# What to do:
Substitute "widest part" for "thickest part" in each of the lines below and leave everything else exactly the same.

========================

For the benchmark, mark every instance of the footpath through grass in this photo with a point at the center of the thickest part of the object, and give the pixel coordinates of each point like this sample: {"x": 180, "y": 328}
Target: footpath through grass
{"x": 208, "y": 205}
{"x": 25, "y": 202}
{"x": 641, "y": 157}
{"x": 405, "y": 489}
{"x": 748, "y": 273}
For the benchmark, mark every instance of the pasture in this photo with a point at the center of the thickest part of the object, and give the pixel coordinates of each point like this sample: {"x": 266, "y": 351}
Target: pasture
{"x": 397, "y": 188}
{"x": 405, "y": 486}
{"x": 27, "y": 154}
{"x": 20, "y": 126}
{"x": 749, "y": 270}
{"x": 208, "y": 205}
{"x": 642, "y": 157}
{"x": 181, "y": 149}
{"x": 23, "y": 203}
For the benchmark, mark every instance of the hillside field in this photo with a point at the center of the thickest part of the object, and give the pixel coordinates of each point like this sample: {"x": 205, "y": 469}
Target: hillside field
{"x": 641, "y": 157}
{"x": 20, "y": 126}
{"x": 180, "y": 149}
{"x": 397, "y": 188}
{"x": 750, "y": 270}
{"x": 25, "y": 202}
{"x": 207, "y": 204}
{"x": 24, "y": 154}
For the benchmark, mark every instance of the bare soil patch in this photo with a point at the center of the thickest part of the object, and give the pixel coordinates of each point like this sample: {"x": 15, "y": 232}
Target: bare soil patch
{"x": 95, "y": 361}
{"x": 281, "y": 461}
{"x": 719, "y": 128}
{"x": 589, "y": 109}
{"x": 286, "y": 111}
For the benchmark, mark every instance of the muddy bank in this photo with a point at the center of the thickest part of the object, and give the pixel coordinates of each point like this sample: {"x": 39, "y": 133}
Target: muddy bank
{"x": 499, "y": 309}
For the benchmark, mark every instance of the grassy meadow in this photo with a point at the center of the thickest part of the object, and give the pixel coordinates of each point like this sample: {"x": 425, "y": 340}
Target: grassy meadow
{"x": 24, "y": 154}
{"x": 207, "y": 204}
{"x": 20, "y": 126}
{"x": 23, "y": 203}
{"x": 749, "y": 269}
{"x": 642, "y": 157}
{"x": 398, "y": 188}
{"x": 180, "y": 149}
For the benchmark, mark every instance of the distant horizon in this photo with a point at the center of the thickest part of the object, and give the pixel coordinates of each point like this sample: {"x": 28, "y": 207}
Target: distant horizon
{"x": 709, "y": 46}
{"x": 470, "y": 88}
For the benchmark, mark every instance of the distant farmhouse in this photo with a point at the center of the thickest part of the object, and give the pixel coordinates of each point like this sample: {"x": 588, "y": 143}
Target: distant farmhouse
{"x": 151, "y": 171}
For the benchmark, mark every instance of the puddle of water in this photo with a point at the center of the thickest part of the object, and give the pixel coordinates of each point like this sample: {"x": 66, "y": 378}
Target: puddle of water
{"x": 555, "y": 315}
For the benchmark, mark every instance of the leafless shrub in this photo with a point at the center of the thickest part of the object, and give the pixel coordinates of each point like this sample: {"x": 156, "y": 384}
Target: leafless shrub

========================

# The response:
For the benchmark, mark every instance of the footpath through grass in this photo with a point at the center of the widest part of the object, and give the pixel coordinates of each point like this sample: {"x": 180, "y": 328}
Target: footpath through grass
{"x": 208, "y": 205}
{"x": 25, "y": 202}
{"x": 641, "y": 157}
{"x": 405, "y": 489}
{"x": 748, "y": 273}
For the benchmark, mark every instance of the pasture in this photo with a point at the center of the widest part of the object, and give the pixel coordinates of each point like this sample: {"x": 266, "y": 351}
Target: pasture
{"x": 397, "y": 188}
{"x": 405, "y": 486}
{"x": 27, "y": 154}
{"x": 20, "y": 126}
{"x": 749, "y": 270}
{"x": 208, "y": 205}
{"x": 642, "y": 157}
{"x": 181, "y": 149}
{"x": 23, "y": 203}
For the benchmark, mark every instance of the hillside field in this photo with a point at the center of the widest part of the object, and give the pixel coordinates of each point like this sample: {"x": 205, "y": 469}
Target: hillside field
{"x": 641, "y": 157}
{"x": 20, "y": 126}
{"x": 180, "y": 149}
{"x": 397, "y": 188}
{"x": 750, "y": 270}
{"x": 25, "y": 202}
{"x": 207, "y": 204}
{"x": 24, "y": 154}
For the benchmark, mark every instance of the bare soil patch in this photo with a point at the center of the widest part of the object, and give the pixel coordinates of each point like this sample: {"x": 15, "y": 232}
Target: bare soil patch
{"x": 95, "y": 361}
{"x": 281, "y": 461}
{"x": 719, "y": 128}
{"x": 589, "y": 109}
{"x": 286, "y": 111}
For the benchmark, mark every instance of the muddy bank in this photo with a point at the center of the widest part of the object, and give the pixel coordinates of each point like this sample: {"x": 39, "y": 133}
Target: muddy bank
{"x": 499, "y": 309}
For the benchmark, mark every instance of the grassy meadow in this photo with a point at the center of the widest part of the object, and give the pixel coordinates of each point like this sample: {"x": 425, "y": 340}
Target: grassy meadow
{"x": 24, "y": 154}
{"x": 207, "y": 204}
{"x": 20, "y": 126}
{"x": 23, "y": 203}
{"x": 749, "y": 269}
{"x": 642, "y": 157}
{"x": 398, "y": 188}
{"x": 180, "y": 149}
For the benchmark, mark every instance of the distant horizon in this photo with a point at the center of the widest part of the object, and give the pixel coordinates of each point like this sample: {"x": 28, "y": 207}
Target: distant horizon
{"x": 709, "y": 46}
{"x": 470, "y": 88}
For the benchmark, mark every instance of the distant farmhouse in this photo with a point at the center of the widest part of the object, and give the pixel coordinates of each point like this sample: {"x": 588, "y": 143}
Target: distant farmhouse
{"x": 151, "y": 171}
For the benchmark, mark every instance of the puddle of water in this photo with a point at the center of the widest part of the object, and give the pixel coordinates of each point like this sample: {"x": 66, "y": 378}
Target: puddle of water
{"x": 555, "y": 315}
For the benchmark, mark every instance of the leafless shrub in this photo with a point at the center of the widest part of the object, and give the pixel coordinates of each point like this sample: {"x": 156, "y": 384}
Target: leafless shrub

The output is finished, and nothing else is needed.